Copy out the items below, swapping each "pixel coordinates" for "image coordinates" and keeping everything else the same.

> _DATA IN THIS EXERCISE_

## Start

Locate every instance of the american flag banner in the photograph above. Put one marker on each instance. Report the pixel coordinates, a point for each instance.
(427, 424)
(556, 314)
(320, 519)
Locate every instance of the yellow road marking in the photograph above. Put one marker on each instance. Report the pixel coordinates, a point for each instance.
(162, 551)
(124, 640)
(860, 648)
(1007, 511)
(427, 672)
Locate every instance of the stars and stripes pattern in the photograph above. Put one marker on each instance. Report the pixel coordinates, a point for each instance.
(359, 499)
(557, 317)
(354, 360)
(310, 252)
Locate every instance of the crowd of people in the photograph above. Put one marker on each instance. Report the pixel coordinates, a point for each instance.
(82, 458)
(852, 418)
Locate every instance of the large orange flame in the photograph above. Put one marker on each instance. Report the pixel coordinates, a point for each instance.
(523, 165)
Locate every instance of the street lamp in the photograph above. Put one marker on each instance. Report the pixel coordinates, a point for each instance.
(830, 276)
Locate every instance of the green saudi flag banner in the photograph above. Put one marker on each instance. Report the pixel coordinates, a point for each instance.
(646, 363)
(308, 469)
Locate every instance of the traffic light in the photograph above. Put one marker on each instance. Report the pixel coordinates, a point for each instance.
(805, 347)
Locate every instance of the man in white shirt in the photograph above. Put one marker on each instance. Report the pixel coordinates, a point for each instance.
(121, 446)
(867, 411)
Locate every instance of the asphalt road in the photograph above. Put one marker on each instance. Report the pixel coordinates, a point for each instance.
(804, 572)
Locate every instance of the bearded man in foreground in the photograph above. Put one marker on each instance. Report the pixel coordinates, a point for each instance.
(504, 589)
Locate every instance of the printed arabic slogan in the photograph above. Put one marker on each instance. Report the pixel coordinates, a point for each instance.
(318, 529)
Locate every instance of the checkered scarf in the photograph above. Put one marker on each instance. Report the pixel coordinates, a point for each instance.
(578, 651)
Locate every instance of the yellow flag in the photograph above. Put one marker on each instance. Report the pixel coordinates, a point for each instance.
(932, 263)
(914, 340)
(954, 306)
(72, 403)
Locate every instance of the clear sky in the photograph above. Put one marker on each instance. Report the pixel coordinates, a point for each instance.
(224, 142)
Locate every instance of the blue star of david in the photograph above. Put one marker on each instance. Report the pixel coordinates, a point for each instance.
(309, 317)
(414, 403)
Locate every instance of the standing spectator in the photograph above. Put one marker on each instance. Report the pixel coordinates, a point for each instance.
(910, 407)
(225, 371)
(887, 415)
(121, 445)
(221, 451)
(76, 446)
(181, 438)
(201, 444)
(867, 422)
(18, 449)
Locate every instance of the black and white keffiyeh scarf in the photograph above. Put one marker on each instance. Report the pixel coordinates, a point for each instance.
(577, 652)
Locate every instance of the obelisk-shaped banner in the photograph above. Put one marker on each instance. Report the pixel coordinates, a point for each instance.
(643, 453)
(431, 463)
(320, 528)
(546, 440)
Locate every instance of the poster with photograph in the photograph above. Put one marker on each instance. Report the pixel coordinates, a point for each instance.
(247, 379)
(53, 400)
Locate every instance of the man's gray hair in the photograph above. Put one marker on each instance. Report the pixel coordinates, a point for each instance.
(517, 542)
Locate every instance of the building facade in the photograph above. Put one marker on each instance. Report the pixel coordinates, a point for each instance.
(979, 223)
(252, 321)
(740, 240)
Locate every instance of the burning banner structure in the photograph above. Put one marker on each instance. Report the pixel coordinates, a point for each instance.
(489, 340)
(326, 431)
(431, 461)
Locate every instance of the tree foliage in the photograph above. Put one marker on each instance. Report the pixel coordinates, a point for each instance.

## End

> _WRITTEN ANSWER_
Locate every instance of the american flag banner in the photograph above. Put one marker on each instance. Report the image coordinates, a point for each instance.
(427, 424)
(556, 314)
(320, 519)
Locate every instance of the yellow road marking in the photograph above. Put one marker on each instance. Report the image coordinates, a point for each instance.
(162, 551)
(124, 640)
(860, 648)
(1007, 511)
(427, 672)
Locate every instance of the stars and stripes pattern in the photograph above. Put one marker on each instance. Report the image coordinates, a point for each instance.
(359, 499)
(557, 317)
(354, 360)
(310, 252)
Locate every instance of the crowd of people in the photograph above. Put one marker on each instance. Report the image coordinates, a point for each instance.
(82, 458)
(852, 418)
Locate every instance of the large orange flame in the photograph above. Put one marker on each instance. Report the image coordinates, a point for each instance.
(523, 165)
Locate every instance of the street lamp in the photograph above. Put one marker on each instance. Report the image coordinates, a point for each instance.
(830, 276)
Locate every instance of the green saudi flag banner in the photograph above. Put one marker on each instance. Report the image coordinates, a point for each instance.
(646, 363)
(308, 469)
Locate every instance of the traffic light in the photograph above. Put one marker on each instance. Report the image coordinates, a point for each instance.
(805, 347)
Locate every instance of the man in white shirt in the photograph above. Put one marker on each instance. Report the image coordinates, a point for each instance.
(121, 446)
(867, 411)
Locate every instance of the asphalt road in the photograph above. Put one marker on each instance. Report the image coordinates, a point for each instance.
(804, 572)
Locate every instance of the bearded man in foreground in the photograph above. Put one marker on each instance. Report the image coordinates, a point for each instance.
(504, 589)
Locate every instance of the printed arabic slogan in the photograph above. Put one marker on each instance. Report the image coordinates, a point for each instance.
(318, 529)
Locate every instance of the checkered scarf in the photograph above. Put one marker on each instance. Report the image coordinates, a point for each instance.
(578, 651)
Locate every instance of the yellow flag in the photograph above. Put one marker on each instance. Report the image coordinates, a point for each instance.
(932, 263)
(914, 340)
(954, 306)
(72, 403)
Locate every instance of the clear sky in the photograph above. Put one marker on each instance. Report the image coordinates, a point for each instance.
(224, 142)
Locate every instance of the blue star of david in the photograph above. Put one marker on each instance. Report the image coordinates, a point for each instance.
(309, 317)
(414, 403)
Locate every instance of the standing spectator in the photograph above. Put one marker on each instance. Report the image coordinates, a point for each instance.
(910, 407)
(225, 371)
(887, 415)
(121, 445)
(221, 451)
(76, 446)
(181, 438)
(201, 444)
(867, 422)
(18, 449)
Locate every instance of the black and white keffiyeh scarf in the photograph above. Put one marker on each instance. Report the image coordinates, a point for each instance.
(577, 652)
Locate every instance of the obelisk-shaped banner in the photograph above. Put one marker on each instance. Report the image coordinates, a point for each instance.
(643, 453)
(431, 463)
(320, 528)
(546, 440)
Locate every instance of the poster with photograph in the photograph above. Put one marker on each instance. Report the image coordinates, a point for each instance.
(247, 379)
(53, 400)
Locate every instance of the man's gray hair in the photograph above. Put one marker on each instance. Report the image coordinates, a point for each instance.
(517, 542)
Locate every instance of the building facade in the photograph above. Put one marker on each instance. Report the image coordinates, a point for each instance.
(979, 223)
(252, 321)
(740, 240)
Locate every instance of the burning banner structure in the photograph above. Put one marker on each instance. Report the image coordinates, a point for each instance.
(489, 340)
(326, 431)
(431, 461)
Locate every instance of the tree foliage in the photograph above. Put one marker on each instance. Report the image coordinates, a point for each instance.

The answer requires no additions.